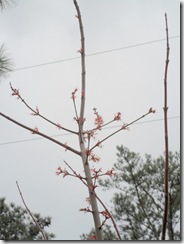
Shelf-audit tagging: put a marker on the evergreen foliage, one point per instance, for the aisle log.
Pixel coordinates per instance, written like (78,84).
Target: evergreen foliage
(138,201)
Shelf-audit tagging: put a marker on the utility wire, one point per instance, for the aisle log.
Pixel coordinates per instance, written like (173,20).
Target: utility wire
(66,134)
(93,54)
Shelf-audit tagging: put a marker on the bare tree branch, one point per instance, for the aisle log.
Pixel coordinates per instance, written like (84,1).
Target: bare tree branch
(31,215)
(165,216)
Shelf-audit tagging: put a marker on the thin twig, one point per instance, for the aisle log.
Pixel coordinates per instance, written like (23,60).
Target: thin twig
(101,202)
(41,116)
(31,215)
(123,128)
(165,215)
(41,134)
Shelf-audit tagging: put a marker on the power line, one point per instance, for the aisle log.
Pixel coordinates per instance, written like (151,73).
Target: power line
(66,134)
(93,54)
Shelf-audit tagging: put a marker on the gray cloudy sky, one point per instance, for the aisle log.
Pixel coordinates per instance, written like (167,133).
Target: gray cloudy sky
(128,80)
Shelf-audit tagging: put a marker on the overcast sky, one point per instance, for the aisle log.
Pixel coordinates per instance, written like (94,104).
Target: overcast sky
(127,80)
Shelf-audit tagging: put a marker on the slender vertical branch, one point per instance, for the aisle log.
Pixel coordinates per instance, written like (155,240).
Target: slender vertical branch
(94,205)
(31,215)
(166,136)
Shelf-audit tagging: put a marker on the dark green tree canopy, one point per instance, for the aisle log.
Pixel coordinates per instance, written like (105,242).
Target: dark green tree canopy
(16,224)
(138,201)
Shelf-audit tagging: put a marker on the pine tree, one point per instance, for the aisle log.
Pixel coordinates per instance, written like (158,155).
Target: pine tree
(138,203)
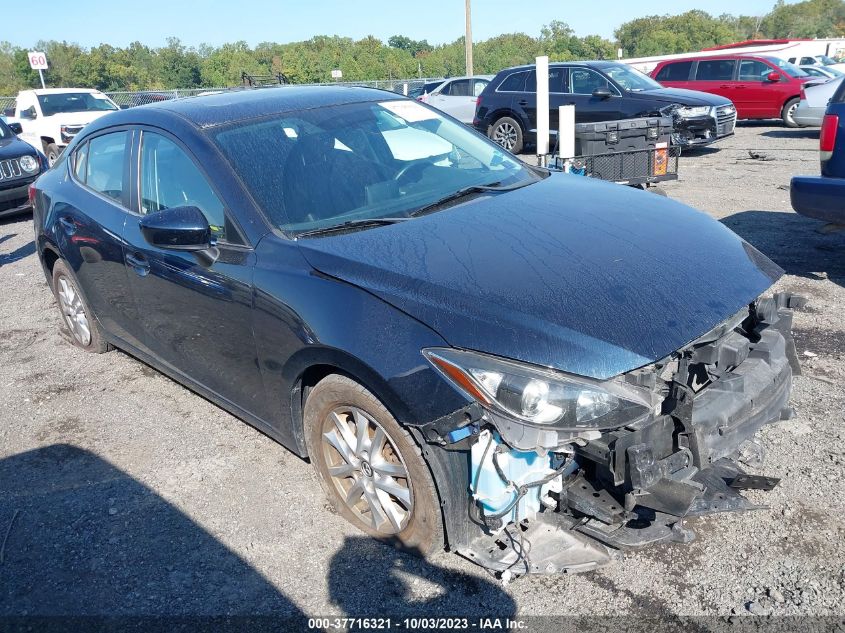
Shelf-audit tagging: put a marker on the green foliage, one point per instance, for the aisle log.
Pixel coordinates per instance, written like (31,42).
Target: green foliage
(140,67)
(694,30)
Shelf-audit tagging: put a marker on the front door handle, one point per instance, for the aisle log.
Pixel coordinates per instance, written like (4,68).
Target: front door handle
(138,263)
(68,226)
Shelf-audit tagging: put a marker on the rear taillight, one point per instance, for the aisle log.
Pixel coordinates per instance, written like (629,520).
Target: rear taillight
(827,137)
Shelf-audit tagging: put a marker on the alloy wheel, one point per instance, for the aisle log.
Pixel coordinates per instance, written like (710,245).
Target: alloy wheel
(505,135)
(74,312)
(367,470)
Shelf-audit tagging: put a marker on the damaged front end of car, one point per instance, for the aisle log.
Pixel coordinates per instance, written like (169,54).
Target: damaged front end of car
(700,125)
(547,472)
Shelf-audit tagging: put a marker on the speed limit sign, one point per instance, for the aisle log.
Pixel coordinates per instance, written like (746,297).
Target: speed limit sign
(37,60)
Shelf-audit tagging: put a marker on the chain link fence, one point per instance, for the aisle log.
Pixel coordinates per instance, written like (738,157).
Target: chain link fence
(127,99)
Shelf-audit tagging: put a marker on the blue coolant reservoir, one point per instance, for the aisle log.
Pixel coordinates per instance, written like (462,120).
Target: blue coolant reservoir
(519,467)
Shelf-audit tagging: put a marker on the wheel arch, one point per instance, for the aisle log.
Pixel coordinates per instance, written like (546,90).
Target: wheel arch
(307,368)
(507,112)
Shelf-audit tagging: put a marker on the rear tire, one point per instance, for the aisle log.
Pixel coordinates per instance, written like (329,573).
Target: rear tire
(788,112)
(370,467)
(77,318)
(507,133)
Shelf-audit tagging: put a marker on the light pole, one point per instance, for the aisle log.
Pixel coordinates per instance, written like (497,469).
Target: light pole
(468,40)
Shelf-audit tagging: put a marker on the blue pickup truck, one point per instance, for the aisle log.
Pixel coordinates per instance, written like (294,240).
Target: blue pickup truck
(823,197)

» Task
Write out exactly the lines that fall from the line with "Shelf-audit tagging: put a marker on the wheel" to the line with "Shelf-audit tagging: put a marker on the blue pickup" in the records above, keeping both ends.

» Solution
Shelf-audit tagging: put a marker on the wheel arch, one point per instance, for the aisle log.
Pixel coordinates per instance, written like (546,90).
Target: wheel arch
(307,368)
(507,112)
Shelf-audit tagging: put a marker on the rear tire, one point per instance, for the aisle log.
Pixel coordinates per instance, written like (329,573).
Target: rear tire
(788,112)
(370,467)
(77,318)
(507,133)
Shelf-audit tagging: put a marker on the light pole, one point per instance, for the aisle log.
Pixel coordinates per instance, written like (497,469).
Target: light pole
(468,40)
Shelf-audit tagging: put a marker on the blue pickup truck, one point per instance, for the aisle log.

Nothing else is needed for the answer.